What you will do: Only the lines starting at the one that contains "In this exercise you will tag the man's ear" and running to the end should be repeated, exactly as written.
** BEGIN **
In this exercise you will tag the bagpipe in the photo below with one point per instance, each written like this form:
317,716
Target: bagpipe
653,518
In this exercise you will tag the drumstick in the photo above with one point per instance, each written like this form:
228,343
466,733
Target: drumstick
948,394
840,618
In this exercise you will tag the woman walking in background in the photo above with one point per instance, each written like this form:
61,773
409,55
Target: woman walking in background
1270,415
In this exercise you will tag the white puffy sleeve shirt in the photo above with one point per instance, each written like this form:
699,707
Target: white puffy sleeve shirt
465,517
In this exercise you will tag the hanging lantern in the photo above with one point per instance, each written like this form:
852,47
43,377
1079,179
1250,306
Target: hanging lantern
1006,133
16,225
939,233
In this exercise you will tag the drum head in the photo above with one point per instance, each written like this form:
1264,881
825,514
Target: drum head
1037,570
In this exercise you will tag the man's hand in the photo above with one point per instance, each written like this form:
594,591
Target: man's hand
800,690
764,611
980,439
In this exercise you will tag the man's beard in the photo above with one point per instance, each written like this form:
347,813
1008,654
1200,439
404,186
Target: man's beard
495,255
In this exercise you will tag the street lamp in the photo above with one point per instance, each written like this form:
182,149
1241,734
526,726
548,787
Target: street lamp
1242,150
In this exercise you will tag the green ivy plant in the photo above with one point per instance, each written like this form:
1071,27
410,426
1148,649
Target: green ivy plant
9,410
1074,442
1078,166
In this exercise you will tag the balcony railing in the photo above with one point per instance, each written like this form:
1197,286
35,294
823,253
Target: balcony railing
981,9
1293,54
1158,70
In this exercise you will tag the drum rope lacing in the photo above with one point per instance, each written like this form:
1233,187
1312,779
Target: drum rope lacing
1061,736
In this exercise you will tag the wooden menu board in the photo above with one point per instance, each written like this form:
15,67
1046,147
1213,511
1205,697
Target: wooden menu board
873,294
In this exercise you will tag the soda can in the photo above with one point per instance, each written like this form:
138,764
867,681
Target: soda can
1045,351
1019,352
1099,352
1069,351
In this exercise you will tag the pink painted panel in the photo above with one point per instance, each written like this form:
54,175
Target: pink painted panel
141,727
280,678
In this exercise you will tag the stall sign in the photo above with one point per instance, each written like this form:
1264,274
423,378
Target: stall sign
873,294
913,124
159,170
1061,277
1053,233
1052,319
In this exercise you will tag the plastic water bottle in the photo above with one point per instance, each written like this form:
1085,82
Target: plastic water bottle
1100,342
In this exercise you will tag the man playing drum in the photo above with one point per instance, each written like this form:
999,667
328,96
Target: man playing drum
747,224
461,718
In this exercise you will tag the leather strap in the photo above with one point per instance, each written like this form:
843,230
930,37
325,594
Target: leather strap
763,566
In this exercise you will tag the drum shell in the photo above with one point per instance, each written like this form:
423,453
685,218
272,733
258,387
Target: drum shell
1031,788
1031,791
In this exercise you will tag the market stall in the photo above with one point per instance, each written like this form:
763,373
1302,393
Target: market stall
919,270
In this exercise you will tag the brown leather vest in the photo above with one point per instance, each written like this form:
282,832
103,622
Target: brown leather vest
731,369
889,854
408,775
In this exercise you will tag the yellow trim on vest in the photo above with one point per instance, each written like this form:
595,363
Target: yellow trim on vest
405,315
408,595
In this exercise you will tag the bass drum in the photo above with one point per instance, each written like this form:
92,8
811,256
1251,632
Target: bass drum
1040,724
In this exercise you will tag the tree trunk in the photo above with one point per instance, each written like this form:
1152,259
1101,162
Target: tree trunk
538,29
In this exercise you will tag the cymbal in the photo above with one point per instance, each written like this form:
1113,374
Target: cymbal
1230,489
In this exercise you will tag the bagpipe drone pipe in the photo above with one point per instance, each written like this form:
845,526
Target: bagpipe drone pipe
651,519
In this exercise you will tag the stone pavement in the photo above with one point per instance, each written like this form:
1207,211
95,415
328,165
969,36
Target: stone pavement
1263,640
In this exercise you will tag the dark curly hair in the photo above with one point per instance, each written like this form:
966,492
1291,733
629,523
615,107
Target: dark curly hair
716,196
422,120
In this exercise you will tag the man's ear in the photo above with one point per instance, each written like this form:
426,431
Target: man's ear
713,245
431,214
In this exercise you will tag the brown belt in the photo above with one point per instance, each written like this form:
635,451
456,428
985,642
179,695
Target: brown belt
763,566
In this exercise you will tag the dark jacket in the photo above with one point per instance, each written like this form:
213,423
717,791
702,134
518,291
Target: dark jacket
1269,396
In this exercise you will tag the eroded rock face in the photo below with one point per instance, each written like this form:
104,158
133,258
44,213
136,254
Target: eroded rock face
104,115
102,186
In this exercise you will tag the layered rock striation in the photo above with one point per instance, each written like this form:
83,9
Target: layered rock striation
** END **
Correct answer:
In this exercise you will tag the man's ear in the photo above with one point per instance, each written like this form:
426,431
Target: man's ear
713,245
431,214
In this exercise you will tag the brown belt in the photo above with one point per instance, each written like this form:
635,451
456,428
985,642
179,695
Target: brown belt
763,566
In this exercise you will tag the dark jacket in the photo above with one point per instance, each written like this form:
213,423
717,791
702,134
518,291
Target: dark jacket
1269,396
In this exercise you will tag the eroded rock face in the photo below with one point per instance, each written like this form:
104,158
133,258
44,213
136,254
Target: eroded rock face
104,115
102,186
In this exercise you will tag the layered rock striation in the photo above with one point per instance, each written like this form:
83,9
Target: layered rock striation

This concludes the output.